# [Compiti richiesti]
1. Nel testo sul patto educativo, quali tre linguaggi vuole armonizzare Scholas?
2. Prosegui il testo sul patto educativo rotto a partire dal punto in cui si interrompe, mantenendone lo stile.
── Testo fornito ──
Il patto educativo rotto
Quindi ha centrato la sua attenzione sul patto educativo:
“El pacto educativo que se da entre la familia…
Il patto educativo che si dà in famiglia, a scuola, nella patria, nella cultura è rotto".
Non delegare educazione
Il patto educativo rotto – ha spiegato - significa che sia la società sia la “famiglia sia le diverse istituzioni delegano l’educazione agli addetti all’educazione”, “ai docenti, che generalmente mal pagati hanno sulle spalle questa responsabilità e se non ottengono un risultato, vengono ripresi”. “Nessuno – ha proseguito – però riprende le diverse istituzioni che hanno rinunciato al patto educativo, lo hanno delegato”. E il Papa si è detto vicino ai docenti, per questo difficile compito. Valorizzando l’esperienza di Scholas
 Occurrentes ha evidenziato lo sforzo a voler ricostruire “armonicamente il patto educativo” e la strada di cultura, sport e scienza per edificare ponti:
“Scholas quiere armonizar el lenguaje de la cabeza…
Scholas vuole armonizzare il linguaggio della testa con il linguaggio del cuore e il linguaggio delle mani. Che una persona, che un ragazzo, che un giovane pensi a quello che sente e a quello che fa; senta quello che pensa e quello che fa; faccia quello che sente e quello che pensa"
───
── Insieme di dati ──
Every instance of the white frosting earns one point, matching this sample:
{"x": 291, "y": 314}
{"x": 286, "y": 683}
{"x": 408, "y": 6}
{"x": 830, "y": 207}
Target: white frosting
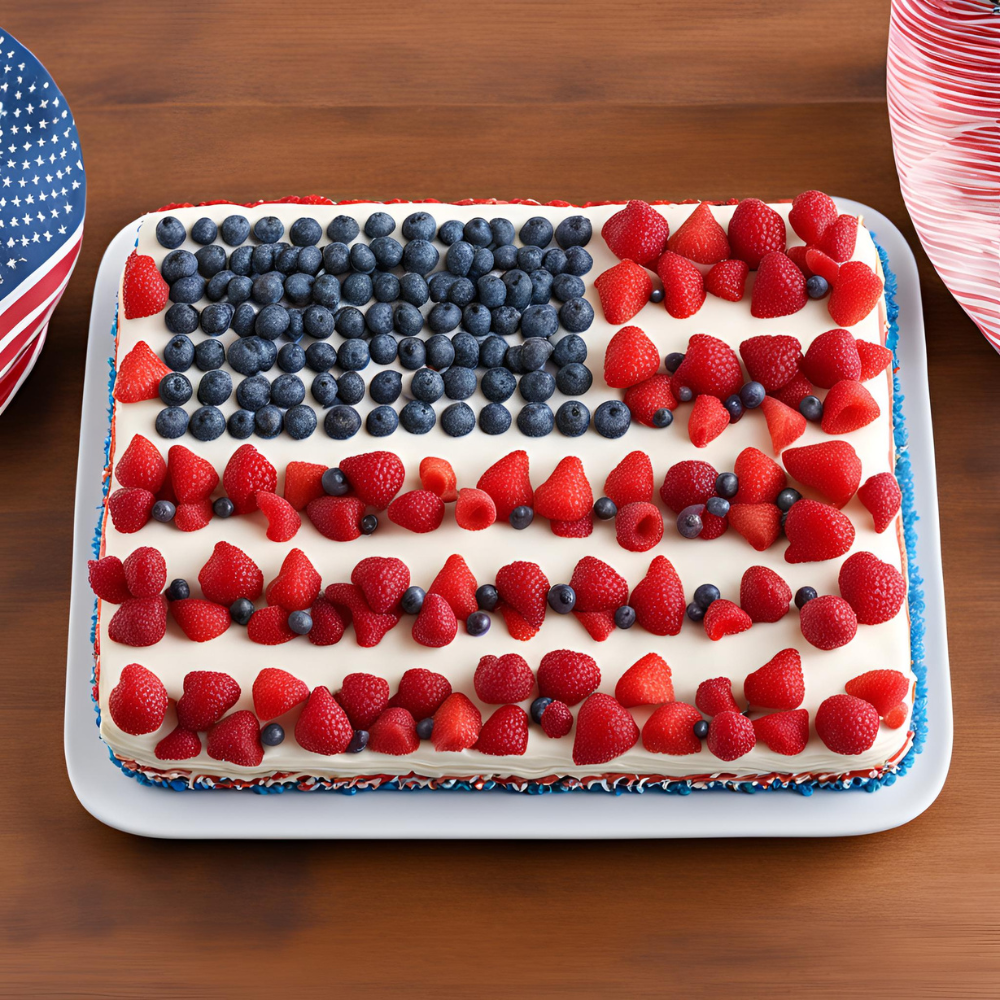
───
# [Esiti dell'esercizio]
1. Il linguaggio della testa, il linguaggio del cuore e il linguaggio delle mani.

2.
I Paesi non rinneghino la propria cultura
Per il Papa bisogna arrivare ad un “patto educativo” “assunto da tutti”, per sconfiggere la “crisi della civilizzazione”. Poi ha introdotto una vera e propria pedagogia per raggiungere l’armonia: “Ogni Paese cerchi” nella “tradizione storica, popolare le cose
 fondanti”. Le studi, le diffonda. “La cultura italiana, per esempio – ha detto - non può rinnegare Dante come fondamento”, quella Argentina, “Martin Fierro”.
Il gioco  come cammino educativo
Cultura ma anche gioco ha indicato Francesco:
“El Libro de la Sabiduria dice…
Il Libro della Sapienza dice che Dio giocava, la sapienza di Dio giocava. Riscoprire il gioco come cammino educativo, come espressione educativa. Quindi l’educazione non è solamente informazione, è creatività nel gioco. Quella dimensione ludica che ci fa crescere nella creatività e nel lavoro insieme”.
La ricerca della bellezza
Imprescindibile in questo cammino verso l’armonia la ricerca della la bellezza, “che ci fonda”  ha sostenuto “ con la nostra arte, con la nostra musica, con la nostra pittura, con la nostra scultura, con la nostra letteratura”. Il Pontefice ha valorizzato anche la creatività e i tre linguaggi: delle mani, del cuore e della mente perché “questa scintilla” delle
 Scholas Occurrentes “che è nata continui ad estendersi in un fuoco che aiuti a ricostruire, ad armonizzare il patto educativo”.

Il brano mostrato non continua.